*Task input*.
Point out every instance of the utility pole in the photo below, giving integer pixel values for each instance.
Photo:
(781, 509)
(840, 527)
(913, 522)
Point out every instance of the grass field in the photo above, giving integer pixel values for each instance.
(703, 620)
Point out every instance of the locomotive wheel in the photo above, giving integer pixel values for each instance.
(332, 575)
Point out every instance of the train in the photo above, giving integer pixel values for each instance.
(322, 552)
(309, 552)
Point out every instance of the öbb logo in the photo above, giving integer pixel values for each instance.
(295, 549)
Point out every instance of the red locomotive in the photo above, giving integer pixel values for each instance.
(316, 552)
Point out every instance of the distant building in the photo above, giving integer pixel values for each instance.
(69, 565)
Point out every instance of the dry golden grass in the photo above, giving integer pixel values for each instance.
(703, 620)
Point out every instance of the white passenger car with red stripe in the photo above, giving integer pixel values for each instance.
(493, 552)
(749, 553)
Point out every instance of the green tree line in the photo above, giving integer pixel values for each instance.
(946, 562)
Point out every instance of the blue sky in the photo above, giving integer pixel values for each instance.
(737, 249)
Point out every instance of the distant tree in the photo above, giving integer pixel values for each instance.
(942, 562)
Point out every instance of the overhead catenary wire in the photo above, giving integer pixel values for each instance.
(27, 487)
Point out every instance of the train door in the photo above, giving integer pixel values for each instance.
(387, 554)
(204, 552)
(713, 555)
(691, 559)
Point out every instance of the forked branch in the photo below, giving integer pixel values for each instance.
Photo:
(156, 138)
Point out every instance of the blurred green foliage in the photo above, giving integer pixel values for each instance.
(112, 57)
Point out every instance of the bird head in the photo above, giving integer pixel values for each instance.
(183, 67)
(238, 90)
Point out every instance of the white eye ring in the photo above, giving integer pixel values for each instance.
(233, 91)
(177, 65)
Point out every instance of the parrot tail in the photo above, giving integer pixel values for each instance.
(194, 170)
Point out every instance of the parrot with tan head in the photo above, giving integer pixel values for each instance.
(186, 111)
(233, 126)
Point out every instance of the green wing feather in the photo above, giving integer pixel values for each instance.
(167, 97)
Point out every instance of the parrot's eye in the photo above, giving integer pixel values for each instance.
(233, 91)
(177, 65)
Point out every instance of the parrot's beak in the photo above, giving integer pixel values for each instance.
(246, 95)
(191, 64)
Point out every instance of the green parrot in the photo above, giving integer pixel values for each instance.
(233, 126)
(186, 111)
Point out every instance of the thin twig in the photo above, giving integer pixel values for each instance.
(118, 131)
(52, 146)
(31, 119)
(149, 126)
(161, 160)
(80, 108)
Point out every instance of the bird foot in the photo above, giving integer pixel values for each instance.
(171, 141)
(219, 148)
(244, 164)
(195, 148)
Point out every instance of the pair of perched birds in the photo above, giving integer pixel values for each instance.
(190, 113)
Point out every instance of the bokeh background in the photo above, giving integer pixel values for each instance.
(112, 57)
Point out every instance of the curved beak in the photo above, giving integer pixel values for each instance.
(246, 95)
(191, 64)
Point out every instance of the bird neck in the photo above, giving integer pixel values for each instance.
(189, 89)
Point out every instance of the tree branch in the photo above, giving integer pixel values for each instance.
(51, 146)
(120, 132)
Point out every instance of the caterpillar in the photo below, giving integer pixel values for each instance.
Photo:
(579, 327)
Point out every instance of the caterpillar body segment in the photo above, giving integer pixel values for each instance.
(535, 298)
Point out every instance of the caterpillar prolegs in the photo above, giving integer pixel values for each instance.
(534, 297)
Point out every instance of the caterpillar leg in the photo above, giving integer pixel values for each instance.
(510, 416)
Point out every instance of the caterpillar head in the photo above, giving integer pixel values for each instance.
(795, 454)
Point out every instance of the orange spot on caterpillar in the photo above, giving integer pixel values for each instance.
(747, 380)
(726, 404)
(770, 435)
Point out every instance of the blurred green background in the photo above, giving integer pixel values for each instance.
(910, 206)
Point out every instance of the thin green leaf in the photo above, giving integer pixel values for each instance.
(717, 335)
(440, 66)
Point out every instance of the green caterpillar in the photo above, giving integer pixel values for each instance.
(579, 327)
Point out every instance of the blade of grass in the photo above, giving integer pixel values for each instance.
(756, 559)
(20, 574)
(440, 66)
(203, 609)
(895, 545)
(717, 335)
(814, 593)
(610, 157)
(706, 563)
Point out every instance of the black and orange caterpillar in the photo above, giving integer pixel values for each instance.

*To do*.
Retype only the lines running from the line with "Point out every instance of the blurred green background" to the end of the listing, including both of those lines.

*Complete response*.
Point out every instance of the blurred green background in the photo above, giving integer pixel values for each instance.
(910, 206)
Point out every instance of the thin green leaf in the photo above, giving integer pixel values for each instance.
(717, 335)
(440, 66)
Point out every instance of the green caterpillar in the photo above, giving integer pixel values for each instance.
(579, 327)
Point out every instance of the blade of grass in the photo above, giving integer pixel values for each instance.
(756, 559)
(20, 574)
(440, 66)
(203, 609)
(895, 545)
(717, 335)
(814, 593)
(610, 157)
(706, 563)
Point out every instance of the black and orange caterpillar in the photo above, giving integer pixel values for each instance.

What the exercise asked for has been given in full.